── Records supplied ──

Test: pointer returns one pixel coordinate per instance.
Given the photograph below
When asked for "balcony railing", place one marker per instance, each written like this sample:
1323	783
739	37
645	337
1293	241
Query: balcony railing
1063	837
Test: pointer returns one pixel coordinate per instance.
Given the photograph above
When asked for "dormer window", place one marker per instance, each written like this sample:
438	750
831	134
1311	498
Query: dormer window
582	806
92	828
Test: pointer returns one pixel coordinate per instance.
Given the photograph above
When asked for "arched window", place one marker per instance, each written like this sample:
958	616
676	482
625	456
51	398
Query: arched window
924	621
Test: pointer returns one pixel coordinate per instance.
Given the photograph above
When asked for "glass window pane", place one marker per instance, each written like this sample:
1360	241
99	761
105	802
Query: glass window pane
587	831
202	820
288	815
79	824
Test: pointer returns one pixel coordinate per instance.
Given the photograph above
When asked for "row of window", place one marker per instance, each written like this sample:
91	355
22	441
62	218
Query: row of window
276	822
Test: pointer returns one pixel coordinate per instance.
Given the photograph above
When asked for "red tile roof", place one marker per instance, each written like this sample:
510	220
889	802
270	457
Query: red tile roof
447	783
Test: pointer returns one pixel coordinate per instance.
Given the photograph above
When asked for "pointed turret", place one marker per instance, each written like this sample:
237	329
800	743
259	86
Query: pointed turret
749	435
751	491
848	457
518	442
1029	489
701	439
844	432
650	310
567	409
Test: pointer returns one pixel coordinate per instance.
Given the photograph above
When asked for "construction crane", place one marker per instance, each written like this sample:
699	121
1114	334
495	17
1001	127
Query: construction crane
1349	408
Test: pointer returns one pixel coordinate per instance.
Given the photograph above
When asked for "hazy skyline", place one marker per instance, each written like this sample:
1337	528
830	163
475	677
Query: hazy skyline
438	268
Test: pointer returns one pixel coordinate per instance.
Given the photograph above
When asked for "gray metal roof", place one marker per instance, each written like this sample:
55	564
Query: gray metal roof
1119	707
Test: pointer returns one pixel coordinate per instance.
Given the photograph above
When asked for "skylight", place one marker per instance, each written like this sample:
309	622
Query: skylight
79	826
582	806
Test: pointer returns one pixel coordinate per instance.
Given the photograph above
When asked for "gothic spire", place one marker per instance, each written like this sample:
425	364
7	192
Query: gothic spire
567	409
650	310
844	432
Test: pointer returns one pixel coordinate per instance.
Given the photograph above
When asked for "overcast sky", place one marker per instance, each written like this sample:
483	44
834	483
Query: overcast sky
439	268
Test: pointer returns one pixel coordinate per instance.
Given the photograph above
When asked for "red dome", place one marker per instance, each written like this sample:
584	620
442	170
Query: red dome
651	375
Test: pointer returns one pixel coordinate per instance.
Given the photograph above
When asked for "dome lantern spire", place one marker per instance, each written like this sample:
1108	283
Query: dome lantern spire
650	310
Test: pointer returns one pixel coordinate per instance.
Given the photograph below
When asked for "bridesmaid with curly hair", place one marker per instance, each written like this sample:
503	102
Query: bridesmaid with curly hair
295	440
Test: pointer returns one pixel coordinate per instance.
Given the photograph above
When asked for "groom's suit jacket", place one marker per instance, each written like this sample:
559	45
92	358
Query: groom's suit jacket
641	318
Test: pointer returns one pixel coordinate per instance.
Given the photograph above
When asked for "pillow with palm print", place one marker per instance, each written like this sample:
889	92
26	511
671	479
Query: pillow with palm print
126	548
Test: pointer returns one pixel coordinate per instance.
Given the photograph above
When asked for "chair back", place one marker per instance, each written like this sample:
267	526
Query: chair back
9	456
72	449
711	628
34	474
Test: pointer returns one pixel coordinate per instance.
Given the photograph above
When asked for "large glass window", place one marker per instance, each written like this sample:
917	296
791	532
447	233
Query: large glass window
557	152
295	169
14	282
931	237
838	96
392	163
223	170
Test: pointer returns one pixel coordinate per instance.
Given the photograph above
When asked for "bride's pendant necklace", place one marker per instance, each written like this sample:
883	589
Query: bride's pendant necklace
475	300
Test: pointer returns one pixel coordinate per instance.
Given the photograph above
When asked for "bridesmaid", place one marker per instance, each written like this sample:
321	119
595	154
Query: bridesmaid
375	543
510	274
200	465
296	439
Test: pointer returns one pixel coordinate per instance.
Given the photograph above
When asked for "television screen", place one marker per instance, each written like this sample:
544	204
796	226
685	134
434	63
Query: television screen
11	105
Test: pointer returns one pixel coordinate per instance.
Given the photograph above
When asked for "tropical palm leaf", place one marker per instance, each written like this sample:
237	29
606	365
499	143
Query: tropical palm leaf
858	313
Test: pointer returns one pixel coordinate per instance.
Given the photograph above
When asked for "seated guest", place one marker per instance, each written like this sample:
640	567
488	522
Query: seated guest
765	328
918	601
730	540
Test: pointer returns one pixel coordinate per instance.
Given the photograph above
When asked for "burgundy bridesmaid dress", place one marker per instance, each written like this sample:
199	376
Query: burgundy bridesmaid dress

───

#### What you will do
Retype every entry above, word for word.

#### Output below
Test: pointer returns one pixel coordinate per instance.
Given the photograph below
When asked for "balcony railing", place one marker per instance, each written like this sample:
1323	783
739	37
645	337
1293	241
Query: balcony railing
1063	837
Test: pointer returns one pixel coordinate per instance.
Given the photograph above
When asked for "dormer window", place one marker per instance, each written like this sample:
438	750
831	134
1311	498
Query: dormer window
582	806
92	828
Test: pointer returns one pixel coordinate per instance.
Given the photograph above
When asked for "arched window", place one marker per instance, each written like this sample:
958	616
676	482
625	456
51	398
Query: arched window
924	621
Test: pointer returns one pixel coordinate per instance.
Given the photograph above
When asked for "glass window pane", place one marker per instance, each written like this sample:
1360	241
99	761
105	802
Query: glass window pane
587	831
202	820
288	815
79	824
Test: pointer returns one pixel coordinate per instance.
Given the photograph above
When asked for "row of window", place one marker per instance, each written like this sample:
91	355
22	441
62	218
Query: row of window
276	822
Test: pointer returns one pixel coordinate per instance.
Given the photograph above
When asked for "red tile roof", place one marker per instance, each written like this sample:
510	220
889	802
270	457
Query: red tile roof
447	783
Test: pointer returns one pixel coordinate per instance.
Given the photograph above
When asked for "pointed turret", place one marker per instance, each written like this sample:
237	329
800	743
259	86
Query: pointed turret
749	435
751	491
848	457
518	442
1029	489
701	439
844	432
650	310
567	409
Test: pointer returns one pixel coordinate per instance.
Given the photograph above
When asked for "construction crane", place one marker per instance, each written like this sample:
699	121
1114	334
495	17
1001	127
Query: construction crane
1349	408
Test: pointer returns one pixel coordinate per instance.
Given the photograph above
When asked for "hazy skyline", place one marker per instance, each written like this sample:
1337	528
830	163
475	677
Query: hazy skyline
438	268
Test: pointer returns one pixel coordinate per instance.
Given the photograph above
When asked for "gray metal roof", place one marker per instance, each written like this sample:
55	564
Query: gray metal roof
1119	707
Test: pointer returns one pixel coordinate per instance.
Given the photograph above
When asked for "skylight", place one marker per instance, each written like this sample:
309	622
Query: skylight
79	826
582	806
Test: pointer returns one pixel coordinate per instance.
Given the photograph above
When asked for "gothic spire", place one marker per instance, each written like this sample:
425	364
7	192
Query: gothic spire
567	409
650	310
844	432
Test: pointer returns one pixel coordinate per instance.
Given the photograph above
When asked for "overcast sky", place one marker per instance, each written like this sample:
483	44
834	483
Query: overcast sky
439	268
Test: pointer returns one pixel coordinate per instance.
Given the photograph above
When asked for "red dome", place one marker per instance, each written like this sample:
584	620
442	170
Query: red dome
651	375
Test: pointer returns one pixel coordinate per instance.
Given the photograph above
When asked for "dome lantern spire", place one marker per instance, each written like this sample:
1108	283
Query: dome lantern spire
650	310
Test: pointer returns one pixel coordinate per instance.
Given the photograph below
When asked for "bridesmaid with curly hair", place one marker per instance, each written like this sample:
503	102
Query: bridesmaid with curly hair
295	440
Test: pointer returns one pixel coordinate per instance.
Given the photograph above
When asked for "groom's suit jacket", place one marker per instance, each written like this sample:
559	45
92	358
Query: groom's suit jacket
641	318
Test: pointer returns one pixel coordinate per instance.
Given the photograph above
When asked for "pillow with palm print", place one marker per instance, each written like this sample:
889	92
26	511
671	479
Query: pillow with palm print
126	548
Test: pointer returns one pixel coordinate per instance.
Given the photograph above
When asked for "chair back", place one marker per instance, each written like this sample:
267	526
Query: chair back
9	456
72	449
711	628
34	474
Test: pointer returns one pixel coordinate per instance.
Given the photograph above
When asked for "large glass window", place one marker per instance, each written like this sample:
917	296
791	532
447	233
Query: large glass window
557	152
295	169
14	282
931	237
838	96
392	163
223	170
Test: pointer returns one pixel coordinate per instance.
Given the photograph above
When asked for "bride's pendant necklace", place one marker per instance, each written like this sample:
883	589
Query: bride's pendant necklace
475	300
Test: pointer returns one pixel coordinate per instance.
Given the photograph above
When asked for "bridesmaid", place one marker per instance, each written like this sample:
321	119
595	154
Query: bridesmaid
375	543
510	274
200	465
296	439
Test: pointer returns one pixel coordinate per instance.
Given the photograph above
When asked for "television screen", place one marker per instance, each written like this sample:
544	204
796	226
685	134
434	63
Query: television screen
11	105
Test: pointer returns one pixel coordinate per instance.
Given the photograph above
When asked for "tropical palm leaf", place one marker per instance, each written like this sample:
237	29
606	365
499	143
Query: tropical palm leaf
858	313
Test: pointer returns one pixel coordinate per instance.
Given the photograph above
When asked for "seated guest", place one marker per instance, each written like this sample:
640	567
488	522
Query: seated guest
765	328
918	601
730	540
Test: pointer returns one pixel coordinate per instance.
Given the photograph above
When asked for "burgundy bridesmaid dress", place one marker per instance, each written like this sample:
199	376
Query: burgundy bridesmaid dress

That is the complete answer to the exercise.